=== SHORT EXERCISE 1 ===
Update the regex thread from "I'd like to keep: the" up to and including "it will fail.", replacing "look behind" with "lookbehind".

=== TEXT SEGMENT ===

Reputation: 7404
I'm cleaning some text from Reddit. When you include a link in a Reddit self-text, you do so like this:
[the text you read](https://website.com/to/go/to)
. I'd like to use regex to remove the hyperlink (e.g. https://website.com/to/go/to
) but keep the text you read
.
Here is another example:
[the podcast list](https://www.reddit.com/r/datascience/wiki/podcasts)
I'd like to keep: the podcast list
.
How can I do this with Python's re
library? What is the appropriate regex?
Upvotes: 6
Views: 2440
Reputation: 394
I have created an initial attempt at your requested regex:
(?<=\[.+\])\(.+\)
The first part (?<=...)
is a look behind, which means it looks for it but does not match it. You can use this regex along with re's method sub. You can also see the meanings of all the regex symbols here.
You can extend the above regex to look for only things that have weblinks in the brackets, like so:
(?<=\[.+\])\(https?:\/\/.+\)
The problem with this is that if the link they provide is not started with an http or https it will fail.
After this you will need to remove the square brackets, maybe just removing all square brackets works fine for you.
Valentino pointed out that substitute accepts capturing groups, which lets you capture the text and substitute the text back in using the following regex:
\[(.+)\]\(.+\)
You can then substitute the first captured group (in the square brackets) back in using:
re.sub(r"\[(.+)\]\(.+\)", r"\1", original_text)
If you want to look at the regex in more detail (if you're new to regex or want to learn what they mean) I would recommend an online regex interpreter, they explain what each symbol does and it makes it much easier to read (especially when there are lots of escaped symbols like there are here).
Upvotes: 8

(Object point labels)

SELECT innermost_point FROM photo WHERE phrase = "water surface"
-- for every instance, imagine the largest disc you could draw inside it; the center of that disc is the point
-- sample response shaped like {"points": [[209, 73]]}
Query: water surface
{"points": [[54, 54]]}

=== SHORT EXERCISE 2 ===
Format every line of the records as a Markdown table with a "Row" column holding the row number and a "Line" column holding the line. Leave out blank lines.

=== EXERCISE SOLUTION 1 ===
I'd like to keep: the podcast list
.
How can I do this with Python's re
library? What is the appropriate regex?
Upvotes: 6
Views: 2440
Reputation: 394
I have created an initial attempt at your requested regex:
(?<=\[.+\])\(.+\)
The first part (?<=...)
is a lookbehind, which means it looks for it but does not match it. You can use this regex along with re's method sub. You can also see the meanings of all the regex symbols here.
You can extend the above regex to look for only things that have weblinks in the brackets, like so:
(?<=\[.+\])\(https?:\/\/.+\)
The problem with this is that if the link they provide is not started with an http or https it will fail.

=== EXERCISE SOLUTION 2 ===
| Row | Line |
|---|---|
| 1 | SELECT innermost_point FROM photo WHERE phrase = "water surface" |
| 2 | -- for every instance, imagine the largest disc you could draw inside it; the center of that disc is the point |
| 3 | -- sample response shaped like {"points": [[209, 73]]} |
| 4 | Query: water surface |
| 5 | {"points": [[54, 54]]} |